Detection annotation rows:
----
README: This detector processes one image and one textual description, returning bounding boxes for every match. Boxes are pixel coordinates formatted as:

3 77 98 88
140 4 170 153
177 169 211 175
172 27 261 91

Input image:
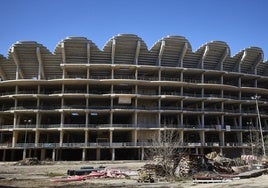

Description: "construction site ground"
0 161 268 188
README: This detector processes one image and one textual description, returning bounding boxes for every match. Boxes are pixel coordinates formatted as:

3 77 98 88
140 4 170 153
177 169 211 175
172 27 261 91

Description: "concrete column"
60 130 64 147
52 148 56 161
132 129 138 146
199 131 206 146
22 148 27 159
82 148 86 161
179 130 184 145
2 149 7 161
141 147 144 161
34 130 40 147
86 111 88 128
237 132 243 144
85 130 88 146
219 131 225 146
12 131 18 148
35 112 40 128
60 112 64 128
200 148 204 155
109 129 113 147
96 148 101 161
112 148 115 161
220 147 223 154
40 149 45 161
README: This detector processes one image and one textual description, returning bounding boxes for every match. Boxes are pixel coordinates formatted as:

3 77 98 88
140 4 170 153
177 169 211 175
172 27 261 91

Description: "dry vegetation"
0 161 268 188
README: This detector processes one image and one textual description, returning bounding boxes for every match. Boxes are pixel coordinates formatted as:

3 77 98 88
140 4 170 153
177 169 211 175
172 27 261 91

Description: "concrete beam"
11 46 24 79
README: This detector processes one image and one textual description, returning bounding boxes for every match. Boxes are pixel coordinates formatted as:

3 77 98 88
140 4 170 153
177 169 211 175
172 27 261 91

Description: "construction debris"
51 166 138 182
15 158 41 165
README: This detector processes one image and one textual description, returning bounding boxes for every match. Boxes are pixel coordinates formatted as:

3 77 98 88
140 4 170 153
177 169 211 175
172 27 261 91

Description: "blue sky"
0 0 268 60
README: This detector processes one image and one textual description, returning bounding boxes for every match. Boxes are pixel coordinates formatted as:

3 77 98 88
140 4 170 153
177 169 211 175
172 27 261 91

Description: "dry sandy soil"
0 161 268 188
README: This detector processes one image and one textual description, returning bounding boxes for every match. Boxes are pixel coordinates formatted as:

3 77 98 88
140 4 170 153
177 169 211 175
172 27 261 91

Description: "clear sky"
0 0 268 61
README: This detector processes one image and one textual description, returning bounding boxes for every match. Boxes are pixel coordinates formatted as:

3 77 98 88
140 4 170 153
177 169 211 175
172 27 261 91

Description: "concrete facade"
0 34 268 161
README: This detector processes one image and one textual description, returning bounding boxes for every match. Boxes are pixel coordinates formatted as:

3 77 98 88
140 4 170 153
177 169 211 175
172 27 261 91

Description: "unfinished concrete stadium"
0 34 268 161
----
◆ Written exercise
Retype the rows verbatim, from the very first line through the line containing "40 149 45 161", with both ends included. Leave the pictures out of your copy.

◆ Answer to this exercise
README: This detector processes one image and one textual description, returning bounding boxes for every match. Boxes are pixel coordinates formatted as:

3 77 98 88
140 4 170 153
177 169 211 175
172 27 261 91

Input image:

Description: "construction site ground"
0 161 268 188
README: This detector processes one image and one textual description, returning bounding boxes for every match. Boxes are pixel coordinates formatted as:

3 77 98 88
140 4 170 153
177 169 211 175
172 27 261 91

Description: "concrete column"
60 130 64 147
52 148 56 161
132 129 138 146
199 131 206 146
22 148 27 159
82 148 86 161
179 130 184 145
2 149 7 161
141 147 144 161
34 130 40 147
86 111 88 128
237 132 243 144
85 130 88 146
219 131 225 146
12 131 18 148
35 112 40 128
60 112 64 128
200 148 204 155
109 129 113 147
96 148 101 161
112 148 115 161
220 147 223 154
40 149 45 161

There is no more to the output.